- _What you should do_: Write the next part of the biography of football player Jerick McKinnon, starting after its final sentence.

Jerick Deshun McKinnon (born May 3, 1992), nicknamed "Jet", is an American football running back who is a free agent. He played college football at Georgia Southern and was drafted by the Minnesota Vikings in the third round of the 2014 NFL Draft. He has also played for the San Francisco 49ers.

High school career
McKinnon attended Sprayberry High School in Marietta, Georgia, where he played football and ran track. In football, he played quarterback, running back and wide receiver. He was an Atlanta Journal-Constitution first-team all-state pick at quarterback. He was also tabbed first-team all-state by the Georgia Sports Writers Association as an athlete and named Region VII AAAA Player of the Year. He lettered four times on the gridiron for the Yellow Jackets, starting in each of his final three seasons. As a junior, he was a member of the team that won the region championship playing as a wide receiver en route to earning MVP accolades for the National Underclassmen Ultimate 100. He passed for 1,500 yards and rushed for 1,300 more as a senior, picking up Cobb County Touchdown Club Quarterback of the Year honors in 2009.

Away from the gridiron, McKinnon lettered twice for the Yellow Jackets track & field team, competing in the 100-meter dash (captured the Region VII-AAAA title with a time of 11.04 seconds as a junior), 200-meter dash (placed seventh at the Region VII-AAAA with a time 22.61 seconds) and in the long jump (personal-best leap of 21'8" or 6.63 meters) for the outdoor squad. He was also a member of the 4 × 100 m relay team (42.33 as a senior) and was timed at 4.46 in the 40-yard dash according to Rivals.com.

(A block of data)
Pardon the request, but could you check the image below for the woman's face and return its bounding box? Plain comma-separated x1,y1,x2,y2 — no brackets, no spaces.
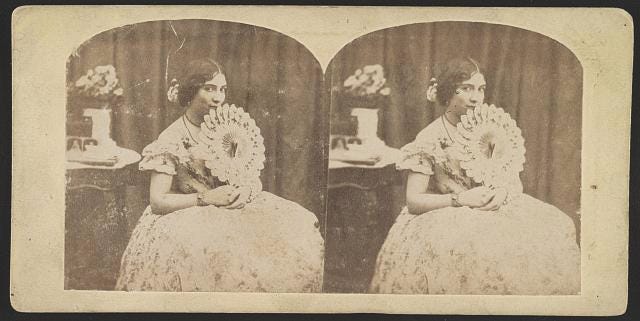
193,73,227,112
447,72,487,118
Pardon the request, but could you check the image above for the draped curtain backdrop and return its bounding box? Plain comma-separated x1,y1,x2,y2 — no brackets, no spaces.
67,20,329,222
325,22,582,232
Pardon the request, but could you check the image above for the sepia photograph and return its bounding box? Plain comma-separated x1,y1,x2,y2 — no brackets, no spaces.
10,6,633,315
64,20,328,293
326,21,582,295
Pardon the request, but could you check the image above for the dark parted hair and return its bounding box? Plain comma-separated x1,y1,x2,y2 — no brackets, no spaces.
178,58,224,107
432,57,484,106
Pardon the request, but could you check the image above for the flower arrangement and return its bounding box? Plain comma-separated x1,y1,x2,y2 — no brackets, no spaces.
167,78,180,103
343,65,391,96
70,65,123,101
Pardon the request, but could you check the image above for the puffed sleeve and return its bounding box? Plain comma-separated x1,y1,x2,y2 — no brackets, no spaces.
138,131,191,175
138,141,177,175
396,128,447,175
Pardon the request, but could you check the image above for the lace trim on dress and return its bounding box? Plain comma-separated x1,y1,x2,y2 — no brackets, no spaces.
396,135,447,175
138,134,191,175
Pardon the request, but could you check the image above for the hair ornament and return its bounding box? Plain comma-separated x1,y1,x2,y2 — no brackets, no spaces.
427,78,438,103
167,78,180,103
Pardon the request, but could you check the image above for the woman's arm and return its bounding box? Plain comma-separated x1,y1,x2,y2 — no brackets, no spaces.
407,172,452,215
407,172,496,214
149,172,198,215
149,172,240,215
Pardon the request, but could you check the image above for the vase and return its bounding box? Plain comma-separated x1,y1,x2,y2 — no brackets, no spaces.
351,108,384,145
84,107,116,147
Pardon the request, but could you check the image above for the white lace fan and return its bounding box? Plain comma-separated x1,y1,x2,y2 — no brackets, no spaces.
458,104,525,187
199,104,265,186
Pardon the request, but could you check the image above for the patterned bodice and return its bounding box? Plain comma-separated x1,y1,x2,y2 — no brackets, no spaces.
396,117,522,194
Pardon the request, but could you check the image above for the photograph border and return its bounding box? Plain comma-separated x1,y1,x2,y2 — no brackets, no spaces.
10,6,633,315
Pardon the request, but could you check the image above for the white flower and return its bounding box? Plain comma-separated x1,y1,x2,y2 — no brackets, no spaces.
344,65,390,96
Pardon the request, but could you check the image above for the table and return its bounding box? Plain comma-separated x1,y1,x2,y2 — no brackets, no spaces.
64,147,141,290
324,146,402,293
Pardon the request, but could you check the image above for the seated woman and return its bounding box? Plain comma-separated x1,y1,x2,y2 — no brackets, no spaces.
370,58,580,295
116,59,324,292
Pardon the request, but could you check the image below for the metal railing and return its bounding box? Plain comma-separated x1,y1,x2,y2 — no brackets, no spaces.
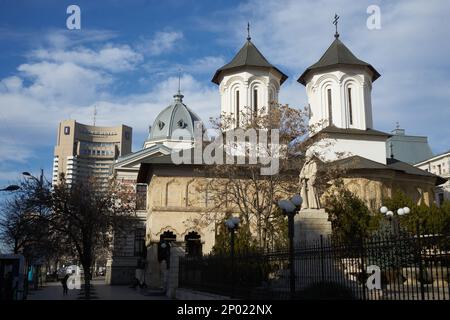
179,233,450,300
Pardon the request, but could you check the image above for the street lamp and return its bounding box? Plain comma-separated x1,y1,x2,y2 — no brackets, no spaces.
0,184,20,191
22,169,44,187
380,206,411,236
225,217,241,298
278,194,303,299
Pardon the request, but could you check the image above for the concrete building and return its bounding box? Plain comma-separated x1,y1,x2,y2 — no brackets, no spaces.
386,125,433,164
52,120,132,184
414,151,450,205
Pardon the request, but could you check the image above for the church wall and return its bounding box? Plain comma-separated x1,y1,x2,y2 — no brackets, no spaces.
343,170,434,212
219,67,281,127
146,175,215,253
308,134,386,164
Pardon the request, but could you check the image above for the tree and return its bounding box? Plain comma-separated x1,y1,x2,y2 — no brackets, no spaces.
195,105,322,250
0,179,64,264
325,180,375,243
45,177,136,299
0,176,136,299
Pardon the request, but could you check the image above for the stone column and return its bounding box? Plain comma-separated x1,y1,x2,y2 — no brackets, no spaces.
294,209,331,247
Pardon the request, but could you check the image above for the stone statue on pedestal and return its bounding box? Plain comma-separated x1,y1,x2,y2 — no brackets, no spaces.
300,156,320,209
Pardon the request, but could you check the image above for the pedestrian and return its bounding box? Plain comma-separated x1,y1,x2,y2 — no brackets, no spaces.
61,273,70,296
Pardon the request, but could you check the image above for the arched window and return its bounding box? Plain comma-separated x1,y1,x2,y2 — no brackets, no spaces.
327,88,333,125
253,89,258,117
236,90,241,127
347,87,353,125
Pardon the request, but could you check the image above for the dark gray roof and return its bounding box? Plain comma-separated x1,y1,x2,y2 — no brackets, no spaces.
334,156,446,185
297,37,380,85
211,40,288,84
320,125,392,138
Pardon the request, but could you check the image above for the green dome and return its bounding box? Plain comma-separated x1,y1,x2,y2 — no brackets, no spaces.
147,92,201,141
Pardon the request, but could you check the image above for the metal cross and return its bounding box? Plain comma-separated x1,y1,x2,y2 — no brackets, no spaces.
333,13,340,38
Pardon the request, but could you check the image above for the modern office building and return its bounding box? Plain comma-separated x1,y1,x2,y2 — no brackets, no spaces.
52,120,132,184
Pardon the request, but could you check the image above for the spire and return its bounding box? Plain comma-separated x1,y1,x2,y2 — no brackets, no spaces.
333,13,339,39
173,69,184,102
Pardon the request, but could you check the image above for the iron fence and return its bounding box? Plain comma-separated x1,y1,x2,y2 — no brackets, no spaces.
179,230,450,300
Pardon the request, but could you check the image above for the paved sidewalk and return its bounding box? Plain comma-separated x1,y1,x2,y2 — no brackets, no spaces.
27,280,168,300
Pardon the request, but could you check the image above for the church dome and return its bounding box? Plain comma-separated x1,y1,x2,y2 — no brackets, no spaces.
146,92,201,142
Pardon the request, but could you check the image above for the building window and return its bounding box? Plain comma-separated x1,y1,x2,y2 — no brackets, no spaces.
184,231,202,257
438,193,444,206
236,90,241,127
327,89,333,125
136,184,147,210
134,228,146,257
253,89,258,117
347,88,353,125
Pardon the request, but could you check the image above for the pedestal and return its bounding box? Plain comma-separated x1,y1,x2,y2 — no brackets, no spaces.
294,209,331,247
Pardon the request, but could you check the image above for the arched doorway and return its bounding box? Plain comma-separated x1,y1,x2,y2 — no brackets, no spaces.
184,231,202,257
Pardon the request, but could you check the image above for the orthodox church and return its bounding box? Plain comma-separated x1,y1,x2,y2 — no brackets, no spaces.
107,25,438,286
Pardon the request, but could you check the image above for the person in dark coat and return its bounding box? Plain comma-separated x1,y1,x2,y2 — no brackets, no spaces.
61,273,70,296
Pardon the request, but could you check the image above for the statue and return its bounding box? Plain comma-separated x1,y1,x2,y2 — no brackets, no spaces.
300,156,320,209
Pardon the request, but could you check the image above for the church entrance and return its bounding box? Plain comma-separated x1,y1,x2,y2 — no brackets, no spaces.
184,231,202,257
158,231,177,269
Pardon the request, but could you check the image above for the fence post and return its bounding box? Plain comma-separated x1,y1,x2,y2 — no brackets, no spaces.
320,235,325,282
416,222,425,300
360,237,367,300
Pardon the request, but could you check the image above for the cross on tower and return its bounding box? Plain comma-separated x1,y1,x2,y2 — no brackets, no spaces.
333,13,340,39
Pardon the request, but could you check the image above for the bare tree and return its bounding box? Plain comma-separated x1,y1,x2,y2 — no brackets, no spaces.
46,178,135,299
195,105,320,250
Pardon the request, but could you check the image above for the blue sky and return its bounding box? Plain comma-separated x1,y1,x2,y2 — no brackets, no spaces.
0,0,450,191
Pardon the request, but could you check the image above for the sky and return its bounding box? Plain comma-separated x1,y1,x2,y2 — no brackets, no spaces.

- _Right answer_:
Regarded as a three-star recruit by Rivals.com, McKinnon committed to Georgia Southern on February 3, 2010. He chose the Eagles over scholarship offers from the Air Force and the Navy.

College career
McKinnon attended Georgia Southern University from 2010 to 2013.

McKinnon was originally recruited as a quarterback, handling special team chores before being used as a quarterback and slotback during the 2010 campaign. He played in GSU's triple-option attack from the quarterbacking position through his junior season but was utilized more often as a tailback during his senior season. McKinnon, a four-year letter winner, finished his career third all-time on the Georgia Southern list with 3,899 rushing yards and 42 touchdowns (4,138 all-purpose), behind only Adrian Peterson, who had 6,559 yards (NCAA Division I all-time leading rusher from 1998 to 2001) and Jermaine Austin, who posted 5,411 from 2002 to 2005. He also caught 10 passes for 165 yards and a score, completed 32-of-81 passes (39.50%) for 929 yards, 12 touchdowns, and five interceptions, gained 74 yards on four kickoff returns and also recorded five tackles (four solos) with a pair of pass deflections, two interceptions, and two quarterback pressures.

Freshman season (2010)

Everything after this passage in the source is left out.